____ Stored rows

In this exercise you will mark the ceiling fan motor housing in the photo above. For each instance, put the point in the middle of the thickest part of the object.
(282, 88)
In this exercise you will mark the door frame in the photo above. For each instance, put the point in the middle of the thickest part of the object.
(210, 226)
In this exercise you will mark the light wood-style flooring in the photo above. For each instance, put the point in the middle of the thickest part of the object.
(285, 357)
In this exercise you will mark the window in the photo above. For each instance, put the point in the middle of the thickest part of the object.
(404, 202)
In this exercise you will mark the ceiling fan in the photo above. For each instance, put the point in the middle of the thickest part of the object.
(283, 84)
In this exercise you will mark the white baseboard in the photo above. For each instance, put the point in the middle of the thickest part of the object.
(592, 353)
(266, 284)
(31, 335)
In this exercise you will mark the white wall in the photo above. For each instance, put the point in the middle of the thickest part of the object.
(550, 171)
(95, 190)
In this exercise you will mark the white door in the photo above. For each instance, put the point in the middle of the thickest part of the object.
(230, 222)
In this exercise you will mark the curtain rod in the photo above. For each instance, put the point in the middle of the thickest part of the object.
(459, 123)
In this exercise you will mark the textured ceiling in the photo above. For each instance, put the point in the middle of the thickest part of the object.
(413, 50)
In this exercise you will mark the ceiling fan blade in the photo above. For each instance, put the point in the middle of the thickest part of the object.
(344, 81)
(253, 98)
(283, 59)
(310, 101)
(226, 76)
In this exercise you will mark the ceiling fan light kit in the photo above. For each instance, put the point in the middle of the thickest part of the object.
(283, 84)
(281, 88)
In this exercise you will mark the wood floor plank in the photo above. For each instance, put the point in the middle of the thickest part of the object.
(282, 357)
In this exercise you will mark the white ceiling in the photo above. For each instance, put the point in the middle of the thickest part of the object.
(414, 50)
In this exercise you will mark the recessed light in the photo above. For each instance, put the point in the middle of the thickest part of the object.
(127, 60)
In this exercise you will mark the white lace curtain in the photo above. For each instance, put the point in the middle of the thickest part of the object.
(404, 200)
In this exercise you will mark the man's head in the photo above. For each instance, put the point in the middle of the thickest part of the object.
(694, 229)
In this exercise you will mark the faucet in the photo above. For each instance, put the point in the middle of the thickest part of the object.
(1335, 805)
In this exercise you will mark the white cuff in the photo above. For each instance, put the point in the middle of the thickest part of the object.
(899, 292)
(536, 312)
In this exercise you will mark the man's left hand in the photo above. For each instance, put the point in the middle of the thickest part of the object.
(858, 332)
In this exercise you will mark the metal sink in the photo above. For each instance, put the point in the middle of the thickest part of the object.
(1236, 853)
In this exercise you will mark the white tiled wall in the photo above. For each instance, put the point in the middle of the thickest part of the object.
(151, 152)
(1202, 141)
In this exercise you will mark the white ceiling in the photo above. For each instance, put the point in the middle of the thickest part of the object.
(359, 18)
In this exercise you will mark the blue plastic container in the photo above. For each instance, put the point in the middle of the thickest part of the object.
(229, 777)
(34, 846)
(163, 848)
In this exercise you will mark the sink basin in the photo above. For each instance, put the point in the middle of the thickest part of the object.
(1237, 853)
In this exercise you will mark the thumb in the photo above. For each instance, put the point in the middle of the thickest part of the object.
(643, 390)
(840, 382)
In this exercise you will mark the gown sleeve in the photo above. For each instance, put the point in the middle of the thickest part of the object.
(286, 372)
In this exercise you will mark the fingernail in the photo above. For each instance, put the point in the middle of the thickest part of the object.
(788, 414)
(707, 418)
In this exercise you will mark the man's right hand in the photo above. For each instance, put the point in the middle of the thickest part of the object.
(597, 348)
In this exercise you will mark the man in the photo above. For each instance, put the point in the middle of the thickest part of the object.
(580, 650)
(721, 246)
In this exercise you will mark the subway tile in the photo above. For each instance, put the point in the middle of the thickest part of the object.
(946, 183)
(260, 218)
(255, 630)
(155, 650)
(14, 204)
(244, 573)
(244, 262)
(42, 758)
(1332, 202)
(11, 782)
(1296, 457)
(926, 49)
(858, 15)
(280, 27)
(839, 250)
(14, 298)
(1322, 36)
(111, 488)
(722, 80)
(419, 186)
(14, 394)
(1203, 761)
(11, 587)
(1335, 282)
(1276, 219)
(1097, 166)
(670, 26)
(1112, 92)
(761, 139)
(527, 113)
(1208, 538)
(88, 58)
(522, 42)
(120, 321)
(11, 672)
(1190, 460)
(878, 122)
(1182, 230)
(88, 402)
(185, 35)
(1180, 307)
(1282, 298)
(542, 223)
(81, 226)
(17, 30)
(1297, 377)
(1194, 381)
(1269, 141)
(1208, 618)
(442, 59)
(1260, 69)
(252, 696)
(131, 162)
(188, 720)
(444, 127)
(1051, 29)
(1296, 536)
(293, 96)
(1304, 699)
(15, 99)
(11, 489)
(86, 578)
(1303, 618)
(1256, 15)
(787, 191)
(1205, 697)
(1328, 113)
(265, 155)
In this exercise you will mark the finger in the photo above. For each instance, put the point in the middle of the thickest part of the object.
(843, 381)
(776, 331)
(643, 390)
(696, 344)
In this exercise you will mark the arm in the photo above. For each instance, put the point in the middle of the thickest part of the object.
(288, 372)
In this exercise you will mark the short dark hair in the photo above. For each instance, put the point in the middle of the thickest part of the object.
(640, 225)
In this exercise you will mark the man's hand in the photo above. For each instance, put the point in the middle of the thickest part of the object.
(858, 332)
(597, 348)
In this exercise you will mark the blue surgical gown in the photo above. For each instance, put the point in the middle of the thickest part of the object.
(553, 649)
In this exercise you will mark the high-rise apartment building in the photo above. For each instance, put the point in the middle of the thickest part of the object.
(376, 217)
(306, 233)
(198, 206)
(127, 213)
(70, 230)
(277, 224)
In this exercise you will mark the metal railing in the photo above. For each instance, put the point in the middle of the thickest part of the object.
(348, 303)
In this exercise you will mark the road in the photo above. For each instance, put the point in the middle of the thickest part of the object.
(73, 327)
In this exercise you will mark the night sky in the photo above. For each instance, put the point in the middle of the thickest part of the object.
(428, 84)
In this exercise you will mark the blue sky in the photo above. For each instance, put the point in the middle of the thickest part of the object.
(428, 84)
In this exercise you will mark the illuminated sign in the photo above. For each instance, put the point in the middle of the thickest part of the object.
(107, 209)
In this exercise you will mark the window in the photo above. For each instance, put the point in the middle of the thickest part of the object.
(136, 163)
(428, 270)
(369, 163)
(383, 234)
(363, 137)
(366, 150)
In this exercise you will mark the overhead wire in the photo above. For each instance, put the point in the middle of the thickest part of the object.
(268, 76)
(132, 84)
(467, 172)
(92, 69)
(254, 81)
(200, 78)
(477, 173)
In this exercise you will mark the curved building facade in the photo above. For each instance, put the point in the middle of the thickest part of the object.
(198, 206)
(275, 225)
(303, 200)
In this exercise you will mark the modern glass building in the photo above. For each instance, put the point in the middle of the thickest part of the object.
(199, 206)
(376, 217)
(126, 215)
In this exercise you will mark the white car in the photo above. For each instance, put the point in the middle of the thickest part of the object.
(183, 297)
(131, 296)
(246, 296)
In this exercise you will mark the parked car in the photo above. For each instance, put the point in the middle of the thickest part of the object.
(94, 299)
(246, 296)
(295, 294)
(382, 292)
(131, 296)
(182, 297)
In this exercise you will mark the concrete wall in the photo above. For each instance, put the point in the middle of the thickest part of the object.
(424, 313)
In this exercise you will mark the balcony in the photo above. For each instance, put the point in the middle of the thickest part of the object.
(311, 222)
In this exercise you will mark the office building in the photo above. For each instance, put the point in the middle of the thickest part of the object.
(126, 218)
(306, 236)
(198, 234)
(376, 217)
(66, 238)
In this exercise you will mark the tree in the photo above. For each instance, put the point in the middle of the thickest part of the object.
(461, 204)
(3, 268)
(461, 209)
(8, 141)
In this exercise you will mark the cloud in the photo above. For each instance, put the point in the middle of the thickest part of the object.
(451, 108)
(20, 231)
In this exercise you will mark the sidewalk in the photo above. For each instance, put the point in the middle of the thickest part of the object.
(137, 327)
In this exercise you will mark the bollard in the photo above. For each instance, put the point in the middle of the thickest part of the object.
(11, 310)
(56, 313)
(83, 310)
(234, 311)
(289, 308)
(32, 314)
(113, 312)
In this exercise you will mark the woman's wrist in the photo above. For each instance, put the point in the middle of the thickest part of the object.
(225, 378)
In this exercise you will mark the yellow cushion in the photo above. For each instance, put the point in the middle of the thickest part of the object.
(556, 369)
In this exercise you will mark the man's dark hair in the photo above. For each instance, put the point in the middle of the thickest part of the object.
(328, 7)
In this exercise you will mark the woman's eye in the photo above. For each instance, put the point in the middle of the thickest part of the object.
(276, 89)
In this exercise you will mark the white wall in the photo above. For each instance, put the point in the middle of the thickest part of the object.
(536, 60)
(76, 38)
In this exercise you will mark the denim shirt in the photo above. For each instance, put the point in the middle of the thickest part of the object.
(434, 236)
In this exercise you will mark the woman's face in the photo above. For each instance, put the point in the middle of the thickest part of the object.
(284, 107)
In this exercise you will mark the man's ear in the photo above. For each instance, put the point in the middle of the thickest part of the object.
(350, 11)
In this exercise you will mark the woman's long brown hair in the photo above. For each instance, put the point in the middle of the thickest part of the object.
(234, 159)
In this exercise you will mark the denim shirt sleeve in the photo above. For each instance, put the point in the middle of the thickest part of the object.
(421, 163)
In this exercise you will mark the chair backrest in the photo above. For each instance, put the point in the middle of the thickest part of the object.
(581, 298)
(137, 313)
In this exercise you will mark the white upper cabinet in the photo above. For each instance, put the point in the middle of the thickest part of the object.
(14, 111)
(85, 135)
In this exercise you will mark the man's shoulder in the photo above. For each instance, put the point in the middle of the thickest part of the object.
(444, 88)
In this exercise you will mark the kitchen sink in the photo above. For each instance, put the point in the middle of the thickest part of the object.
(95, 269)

________

Instructions for the task: Give again only the lines of the material above that run from the one with "In this exercise you will mark the woman's face" through the end, both included, exactly as they appear.

Exercise answer:
In this exercise you will mark the woman's face in the photo above. For each instance, put the point in the middle of the thickest part of the object.
(284, 107)
In this exercise you will mark the man's ear in the photo above. For each instance, put the point in the middle of the thickest part of the object.
(350, 11)
In this exercise you will mark the woman's long brown hair in the photo above. For each instance, put the point in the middle of the thickest part of the object.
(234, 159)
In this exercise you will mark the denim shirt sleeve in the photo above. For each instance, put the point in the middle of the thickest part of the object.
(421, 163)
In this exercise you will mark the chair backrest in the photo above. For each instance, put the point in the middle of the thickest part of the object.
(581, 298)
(137, 313)
In this exercise you will mark the white upper cabinet in the photo above. For each instance, put the point in the middle of the thickest part of the object.
(14, 111)
(85, 135)
In this exercise you will mark the man's shoulder in the photo above. For each instance, put the point in the middle of the thickest part of the object.
(444, 88)
In this exercise you will mark the kitchen sink in the photo above. For each instance, put the point in the middle of the thickest part of the object.
(95, 269)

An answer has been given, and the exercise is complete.